• [WHAT THE EXERCISE ASKS] Starting with the line that contains "of the white" and going on through the final line of the records below, rewrite those lines as a numbered list, leaving out any blank lines.

• [RECORDS TO USE]
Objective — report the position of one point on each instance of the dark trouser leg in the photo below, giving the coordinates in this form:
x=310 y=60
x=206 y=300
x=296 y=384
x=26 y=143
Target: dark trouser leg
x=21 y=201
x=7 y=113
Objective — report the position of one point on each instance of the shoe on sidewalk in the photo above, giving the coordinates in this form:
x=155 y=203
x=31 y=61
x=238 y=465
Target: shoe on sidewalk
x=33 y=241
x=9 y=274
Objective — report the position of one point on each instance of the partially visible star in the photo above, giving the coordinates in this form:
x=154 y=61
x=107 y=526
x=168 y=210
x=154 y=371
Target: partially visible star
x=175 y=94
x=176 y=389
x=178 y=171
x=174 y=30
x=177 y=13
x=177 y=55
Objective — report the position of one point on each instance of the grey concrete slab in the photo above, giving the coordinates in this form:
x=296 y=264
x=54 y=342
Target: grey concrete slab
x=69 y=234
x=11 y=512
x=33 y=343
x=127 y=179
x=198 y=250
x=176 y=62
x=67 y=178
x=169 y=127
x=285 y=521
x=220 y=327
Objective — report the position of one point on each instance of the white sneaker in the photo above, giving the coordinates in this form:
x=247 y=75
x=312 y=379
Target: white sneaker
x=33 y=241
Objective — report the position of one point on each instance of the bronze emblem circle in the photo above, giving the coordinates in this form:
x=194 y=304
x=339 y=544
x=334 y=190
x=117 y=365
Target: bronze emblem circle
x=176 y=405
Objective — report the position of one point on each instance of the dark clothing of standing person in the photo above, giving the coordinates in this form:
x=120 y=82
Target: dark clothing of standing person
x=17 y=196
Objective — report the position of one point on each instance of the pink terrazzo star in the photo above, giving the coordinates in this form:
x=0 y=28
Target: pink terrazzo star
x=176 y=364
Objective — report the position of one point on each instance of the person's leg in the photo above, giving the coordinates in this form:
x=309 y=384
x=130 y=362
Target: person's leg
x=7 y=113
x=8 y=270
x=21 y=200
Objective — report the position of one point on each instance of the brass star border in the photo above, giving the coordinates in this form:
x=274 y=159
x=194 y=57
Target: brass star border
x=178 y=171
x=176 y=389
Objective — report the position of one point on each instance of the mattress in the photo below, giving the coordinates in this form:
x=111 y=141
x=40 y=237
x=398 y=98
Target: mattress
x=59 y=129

• [CORRECT RESPONSE]
1. Objective — report the position of one point on each instance of the white sneaker in the photo above, giving the coordinates in this form:
2. x=247 y=75
3. x=312 y=379
4. Target: white sneaker
5. x=33 y=241
6. Objective — report the position of one point on each instance of the bronze emblem circle in the photo above, giving the coordinates in this form:
7. x=194 y=304
8. x=339 y=544
9. x=334 y=190
10. x=117 y=365
11. Target: bronze emblem circle
12. x=176 y=405
13. Objective — report the position of one point on each instance of the dark clothing of standing person in the photo above, giving the coordinates in this form:
14. x=120 y=82
15. Target: dark clothing of standing person
16. x=17 y=196
17. Objective — report the position of one point on each instance of the pink terrazzo star in the photo above, giving the coordinates in this form:
18. x=0 y=28
19. Target: pink terrazzo star
20. x=176 y=364
21. Objective — report the position of one point on each instance of the person's leg in the photo above, giving the coordinates in this form:
22. x=309 y=384
23. x=130 y=362
24. Target: person's leg
25. x=7 y=113
26. x=8 y=270
27. x=21 y=200
28. Objective — report the position of one point on each instance of the brass star border in the photo above, giving the coordinates in this form:
29. x=274 y=159
30. x=194 y=57
31. Target: brass star border
32. x=178 y=171
33. x=176 y=389
34. Objective — report the position of one point on each instance of the mattress in the photo below, giving the coordinates in this form:
35. x=111 y=141
36. x=40 y=237
37. x=398 y=98
38. Target: mattress
39. x=59 y=129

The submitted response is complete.